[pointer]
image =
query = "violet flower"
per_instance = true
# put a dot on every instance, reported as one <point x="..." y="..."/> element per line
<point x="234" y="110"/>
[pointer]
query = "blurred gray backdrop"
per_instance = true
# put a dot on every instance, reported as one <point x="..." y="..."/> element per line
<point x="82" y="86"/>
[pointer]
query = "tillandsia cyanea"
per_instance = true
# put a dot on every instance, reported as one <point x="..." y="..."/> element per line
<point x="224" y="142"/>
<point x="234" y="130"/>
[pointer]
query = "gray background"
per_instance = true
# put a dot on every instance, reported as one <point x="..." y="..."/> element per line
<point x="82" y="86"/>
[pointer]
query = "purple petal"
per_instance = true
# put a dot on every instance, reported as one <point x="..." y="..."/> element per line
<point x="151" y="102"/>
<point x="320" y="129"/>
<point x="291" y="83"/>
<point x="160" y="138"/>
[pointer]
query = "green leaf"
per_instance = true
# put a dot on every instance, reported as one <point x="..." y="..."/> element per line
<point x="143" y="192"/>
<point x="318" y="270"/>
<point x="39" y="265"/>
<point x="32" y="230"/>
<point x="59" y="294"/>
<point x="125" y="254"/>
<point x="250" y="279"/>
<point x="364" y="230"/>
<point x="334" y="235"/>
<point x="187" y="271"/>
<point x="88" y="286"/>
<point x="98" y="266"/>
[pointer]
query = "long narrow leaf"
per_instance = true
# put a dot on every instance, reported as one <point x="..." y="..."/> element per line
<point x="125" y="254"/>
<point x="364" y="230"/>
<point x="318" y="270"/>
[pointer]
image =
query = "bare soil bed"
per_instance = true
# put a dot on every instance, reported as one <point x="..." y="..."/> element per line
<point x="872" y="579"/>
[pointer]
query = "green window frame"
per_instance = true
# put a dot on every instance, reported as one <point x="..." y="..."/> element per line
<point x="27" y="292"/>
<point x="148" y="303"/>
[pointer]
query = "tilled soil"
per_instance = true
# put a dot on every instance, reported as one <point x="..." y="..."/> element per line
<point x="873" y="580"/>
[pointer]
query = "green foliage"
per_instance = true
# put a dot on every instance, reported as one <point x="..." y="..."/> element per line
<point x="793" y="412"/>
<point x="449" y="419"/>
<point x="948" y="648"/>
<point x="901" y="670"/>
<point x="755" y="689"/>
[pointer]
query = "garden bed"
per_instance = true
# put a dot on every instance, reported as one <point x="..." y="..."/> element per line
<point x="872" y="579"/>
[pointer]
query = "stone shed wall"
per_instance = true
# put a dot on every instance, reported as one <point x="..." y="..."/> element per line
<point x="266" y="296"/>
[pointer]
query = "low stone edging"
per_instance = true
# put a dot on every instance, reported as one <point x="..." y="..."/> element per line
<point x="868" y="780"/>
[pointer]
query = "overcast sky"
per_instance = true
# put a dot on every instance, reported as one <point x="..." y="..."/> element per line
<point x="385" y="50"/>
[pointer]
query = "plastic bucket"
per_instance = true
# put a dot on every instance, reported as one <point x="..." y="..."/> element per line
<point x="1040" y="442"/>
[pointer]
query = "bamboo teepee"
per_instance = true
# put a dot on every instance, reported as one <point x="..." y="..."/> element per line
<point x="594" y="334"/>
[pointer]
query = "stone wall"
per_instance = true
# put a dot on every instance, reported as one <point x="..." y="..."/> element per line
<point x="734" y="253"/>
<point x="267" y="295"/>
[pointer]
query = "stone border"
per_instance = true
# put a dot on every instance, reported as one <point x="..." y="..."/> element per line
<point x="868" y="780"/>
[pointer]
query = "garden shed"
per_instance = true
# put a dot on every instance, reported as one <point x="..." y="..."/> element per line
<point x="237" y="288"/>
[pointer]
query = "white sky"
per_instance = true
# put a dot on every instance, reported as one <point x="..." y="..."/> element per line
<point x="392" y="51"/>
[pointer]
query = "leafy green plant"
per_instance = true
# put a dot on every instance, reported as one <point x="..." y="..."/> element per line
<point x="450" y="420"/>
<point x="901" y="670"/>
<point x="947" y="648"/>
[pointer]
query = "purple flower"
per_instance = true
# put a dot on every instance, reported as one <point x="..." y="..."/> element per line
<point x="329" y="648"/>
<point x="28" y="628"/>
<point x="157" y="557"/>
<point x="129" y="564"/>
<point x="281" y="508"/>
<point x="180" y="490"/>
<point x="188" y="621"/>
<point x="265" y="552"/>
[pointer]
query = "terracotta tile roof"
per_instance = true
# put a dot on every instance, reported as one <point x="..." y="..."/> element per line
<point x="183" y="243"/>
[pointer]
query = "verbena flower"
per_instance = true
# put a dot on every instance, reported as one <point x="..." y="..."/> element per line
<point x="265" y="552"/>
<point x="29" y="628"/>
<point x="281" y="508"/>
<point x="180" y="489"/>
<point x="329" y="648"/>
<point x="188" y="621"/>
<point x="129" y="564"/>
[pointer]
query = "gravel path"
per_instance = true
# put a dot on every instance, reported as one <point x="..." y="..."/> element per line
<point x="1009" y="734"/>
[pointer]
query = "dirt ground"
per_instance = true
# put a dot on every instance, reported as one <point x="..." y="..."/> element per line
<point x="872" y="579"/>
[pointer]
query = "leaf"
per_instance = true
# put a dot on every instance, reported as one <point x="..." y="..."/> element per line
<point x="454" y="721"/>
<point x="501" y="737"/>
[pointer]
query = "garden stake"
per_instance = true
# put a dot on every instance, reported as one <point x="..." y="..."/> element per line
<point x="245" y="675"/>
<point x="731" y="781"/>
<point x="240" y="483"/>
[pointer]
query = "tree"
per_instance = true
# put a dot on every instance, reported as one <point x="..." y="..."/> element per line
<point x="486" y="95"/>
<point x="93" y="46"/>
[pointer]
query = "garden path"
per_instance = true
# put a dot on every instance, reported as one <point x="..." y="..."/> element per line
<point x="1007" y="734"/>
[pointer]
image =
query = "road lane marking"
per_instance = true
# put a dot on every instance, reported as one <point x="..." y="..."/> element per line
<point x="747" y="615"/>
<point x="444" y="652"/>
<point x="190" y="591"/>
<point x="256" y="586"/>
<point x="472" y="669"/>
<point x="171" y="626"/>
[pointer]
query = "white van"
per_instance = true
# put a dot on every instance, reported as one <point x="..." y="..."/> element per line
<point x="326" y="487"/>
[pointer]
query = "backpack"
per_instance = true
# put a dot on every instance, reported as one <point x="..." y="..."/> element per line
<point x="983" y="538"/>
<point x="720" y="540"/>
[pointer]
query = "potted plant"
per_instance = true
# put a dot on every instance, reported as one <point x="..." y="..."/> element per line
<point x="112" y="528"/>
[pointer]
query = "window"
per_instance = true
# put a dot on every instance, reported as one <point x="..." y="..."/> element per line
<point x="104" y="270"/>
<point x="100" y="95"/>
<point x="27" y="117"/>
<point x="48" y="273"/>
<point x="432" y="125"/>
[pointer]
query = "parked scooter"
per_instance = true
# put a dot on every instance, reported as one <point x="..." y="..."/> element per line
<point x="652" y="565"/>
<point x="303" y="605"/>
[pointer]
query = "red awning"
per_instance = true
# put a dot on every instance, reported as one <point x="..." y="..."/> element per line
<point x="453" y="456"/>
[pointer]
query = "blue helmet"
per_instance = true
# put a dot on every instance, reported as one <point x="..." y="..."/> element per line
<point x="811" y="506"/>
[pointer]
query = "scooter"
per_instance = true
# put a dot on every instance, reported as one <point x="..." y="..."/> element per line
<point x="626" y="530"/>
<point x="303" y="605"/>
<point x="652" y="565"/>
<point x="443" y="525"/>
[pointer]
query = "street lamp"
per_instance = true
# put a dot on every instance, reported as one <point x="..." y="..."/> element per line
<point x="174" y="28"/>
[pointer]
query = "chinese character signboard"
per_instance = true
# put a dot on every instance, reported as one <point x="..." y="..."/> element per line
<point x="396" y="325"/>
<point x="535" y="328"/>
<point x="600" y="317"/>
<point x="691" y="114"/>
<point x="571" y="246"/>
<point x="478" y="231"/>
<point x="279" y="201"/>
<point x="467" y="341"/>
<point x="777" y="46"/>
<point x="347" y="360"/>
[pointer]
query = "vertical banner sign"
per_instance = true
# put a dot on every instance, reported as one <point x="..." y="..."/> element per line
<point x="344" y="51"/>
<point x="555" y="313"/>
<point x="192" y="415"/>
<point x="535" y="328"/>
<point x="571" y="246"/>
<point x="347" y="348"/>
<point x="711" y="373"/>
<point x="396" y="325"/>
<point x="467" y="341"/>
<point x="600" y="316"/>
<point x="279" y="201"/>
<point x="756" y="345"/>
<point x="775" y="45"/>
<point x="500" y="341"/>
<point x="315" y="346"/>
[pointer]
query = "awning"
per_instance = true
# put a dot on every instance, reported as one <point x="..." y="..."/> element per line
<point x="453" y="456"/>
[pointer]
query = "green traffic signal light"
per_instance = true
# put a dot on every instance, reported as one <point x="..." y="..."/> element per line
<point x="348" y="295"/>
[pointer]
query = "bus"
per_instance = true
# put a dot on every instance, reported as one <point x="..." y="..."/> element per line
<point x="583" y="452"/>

▶ _REQUIRED TASK_: Give only the number of lines in the records above that contain the string "path".

▶ _SOLUTION TO THE EXERCISE_: 2